Überhaupt besteht er darauf, in Anbetracht der „fortgesetzten Unterdrückung“ auch im eigenen Land das Verhältnis zu den jüdischen Mitbürgern neu zu definieren, und sich ihnen gegenüber auch mal „kritisch“ äußern zu dürfen. Gekrönt wird das Lamentieren erfahrungsgemäß vom Appell endlich den legendären „Schlusstrich“ zu ziehen und sich nicht mehr „mundtot“ machen zu lassen. Schließlich komme diese neue Ehrlichkeit auch Israel/den Juden zugute. Ständig in petto: das Jammern über Entschädigungsforderungen, welche der Schnauze-voll-Typ gekonnt durch den Hinweis auf das Geschehen in Gaza delegetimiert.
Der Akrobat
Der Akrobat macht seinem Namen alle Ehre, indem er die Gestze der Logik meisterhaft aushebelt und Kausalketten derart vertauscht, dass es selbst einem Pariser Hütchenspieler die Kinnlade runterzöge. Um sein Gut-Böse/ Schwarz-Weiß Weltbild aufrechtzuerhalten, nimmt er schon mal lebensmüde Verrenkungen in Kauf. Da werden Maßnahmen, die dem zeitlichen Kontext, dem Zweck und der Durchführungsart nach selbst für einen Blinden mit Krückstock als Gegenschlag und Reaktion erkennbar sind, prinzipiell als „Aggression“ – und vor allem: Vergeltung – abgetan. Unzweifelhaft selbst herbeigeführte und destruktive Handlungen der Palästinenser (etwa die Aufhetzung und Verheizung ganzer Generationen) rechnet er dennoch der Gegenseite zu.
Des Akrobats Meisterstück ist es aber, den Riesenbogen von heutigen zerstörerischen Akten muslimischer Terroristen zu der für ihn als „Verbrechen“ feststehenden Staatsgründung Israel (alternativ: Besatzung anno 1967) zu spannen. Das ist für ihn der argumentative Urknall, auf den er alles zurückführt, der aber gleichzeitig auch die Endstation markiert – ganz gleich was sich zuvor oder danach ereignet haben mag.
Der Emotionale
Dem Emotionalen würden Fakten nicht einmal auffallen, wenn sie als Clown verkleidet neben ihm aufwachten. Für ihn zählt nur eines: Leid. Genauer gesagt geht es ihm lediglich um 50% des Leides, denn negative Empfindungen auf Seiten der Israelis nimmt er partout nicht wahr. Der Emotionale brilliert durch die „Vermenschlichung“ des Konfilktes, indem er selektiv „Einzelschicksale“ herausgreift, um ein schauerhaftes Gesamtbild zu skizzieren. Bervorzugt spricht er von palästinensischer „Hilflosigkeit“, „Verzweiflung“ oder „Perspektivlosigkeit“. Den Israelis wiederum unterstellt er traditionell „Gier“, „Kalkül“, „Arroganz“ oder „Gewaltbereitschaft“. Während er die Palästinenser in Schutz nimmt, indem er sie als vernunftunbegabte emotionale Marionetten darstellt, bekommen die Israelis als mal skrupellos-gefühlskalt agierend, mal nach Blut lechzend, amoklaufend ihr Fett weg.

**Herausforderung a:**
Übertrag die Einträge ab der Zeile mit „on the soldier's“ bis zum Ende der Einträge in eine nummerierte Liste, beide Enden eingeschlossen. Lass dabei Leerzeilen weg.
Der Text über die Typen von Israelkritikern und die Einträge stammen aus verschiedenen Quellen.

**Ausgelesene Daten:**

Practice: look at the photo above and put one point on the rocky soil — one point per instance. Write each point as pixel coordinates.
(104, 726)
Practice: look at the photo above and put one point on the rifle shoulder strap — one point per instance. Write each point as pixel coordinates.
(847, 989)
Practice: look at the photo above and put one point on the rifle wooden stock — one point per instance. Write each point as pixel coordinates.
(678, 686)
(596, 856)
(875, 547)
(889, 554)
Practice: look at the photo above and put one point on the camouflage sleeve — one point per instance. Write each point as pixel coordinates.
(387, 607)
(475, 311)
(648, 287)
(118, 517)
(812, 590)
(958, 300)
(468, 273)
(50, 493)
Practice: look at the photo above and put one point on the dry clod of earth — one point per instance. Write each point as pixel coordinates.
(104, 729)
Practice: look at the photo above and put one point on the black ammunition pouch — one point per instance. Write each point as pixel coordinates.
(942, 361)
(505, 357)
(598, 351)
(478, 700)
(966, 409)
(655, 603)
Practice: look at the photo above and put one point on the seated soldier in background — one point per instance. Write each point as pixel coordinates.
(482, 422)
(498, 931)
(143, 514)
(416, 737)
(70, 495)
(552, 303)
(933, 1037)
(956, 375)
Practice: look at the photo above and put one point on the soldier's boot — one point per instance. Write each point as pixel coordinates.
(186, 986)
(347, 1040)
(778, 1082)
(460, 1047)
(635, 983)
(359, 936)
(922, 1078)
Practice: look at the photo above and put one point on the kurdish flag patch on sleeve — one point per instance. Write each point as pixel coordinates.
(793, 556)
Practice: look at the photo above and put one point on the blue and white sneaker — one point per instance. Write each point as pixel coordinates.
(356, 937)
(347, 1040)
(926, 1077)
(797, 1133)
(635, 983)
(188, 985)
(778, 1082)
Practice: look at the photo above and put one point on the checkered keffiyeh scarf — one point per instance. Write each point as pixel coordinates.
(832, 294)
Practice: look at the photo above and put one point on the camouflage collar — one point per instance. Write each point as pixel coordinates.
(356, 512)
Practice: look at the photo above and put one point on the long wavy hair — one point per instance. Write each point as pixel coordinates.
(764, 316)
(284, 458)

**Herausforderung b:**
Schreib den Text über die Typen von Israelkritikern nach seinem letzten Satz weiter.

**Endergebnis a:**
1. Practice: look at the photo above and put one point on the soldier's boot — one point per instance. Write each point as pixel coordinates.
2. (186, 986)
3. (347, 1040)
4. (778, 1082)
5. (460, 1047)
6. (635, 983)
7. (359, 936)
8. (922, 1078)
9. Practice: look at the photo above and put one point on the kurdish flag patch on sleeve — one point per instance. Write each point as pixel coordinates.
10. (793, 556)
11. Practice: look at the photo above and put one point on the blue and white sneaker — one point per instance. Write each point as pixel coordinates.
12. (356, 937)
13. (347, 1040)
14. (926, 1077)
15. (797, 1133)
16. (635, 983)
17. (188, 985)
18. (778, 1082)
19. Practice: look at the photo above and put one point on the checkered keffiyeh scarf — one point per instance. Write each point as pixel coordinates.
20. (832, 294)
21. Practice: look at the photo above and put one point on the camouflage collar — one point per instance. Write each point as pixel coordinates.
22. (356, 512)
23. Practice: look at the photo above and put one point on the long wavy hair — one point per instance. Write each point as pixel coordinates.
24. (764, 316)
25. (284, 458)

**Endergebnis b:**
Der Emotionale ist aber vor allem eines: Selber emotional. Eine ernsthafte Auseinandersetzung mit seinen Argumenten kann schon mal in einen unschönen Tobsuchtsanfall münden, der ihn schnell zum Schnauze-voll-Typ oder Verschwörungstheoretiker mutieren lässt.
Wie man sieht, sind die Trennlinien unscharf und sollten eher als Orientierungshilfe denn als präzise Abgrenzung dienen. Der Israelkritiker ist bei all der oben gezeigten Vielfalt letzten Endes aus einem eher simplen Holz geschnitzt. Seine Schachzüge sind in etwa so vorhersehbar wie Bruce Darnells nächster Weinkrampf. Trotzdem ist das vorliegende Psychogramm ein nützlicher Kompass, um den Israelkritiker als solchen zu identifizieren und schnell das Weite zu suchen. Der „Einwand“, Kritik an Israel sei legitim und müsse erlaubt sein, ist so entbehrlich, wie der prophylaktische Hinweis des Xenophoben „einen Haufen ausländischer Freunde zu haben“.
Kritik kam über das französische critique (ursprünglich griechisch κριτική [τέχνη], kritiké [téchne], „die Kunst der Beurteilung, des Auseinanderhaltens von Fakten, der Infragestellung“, von altgriechisch κρινειν krinein, „[unter-]scheiden, trennen“) ins Deutsche.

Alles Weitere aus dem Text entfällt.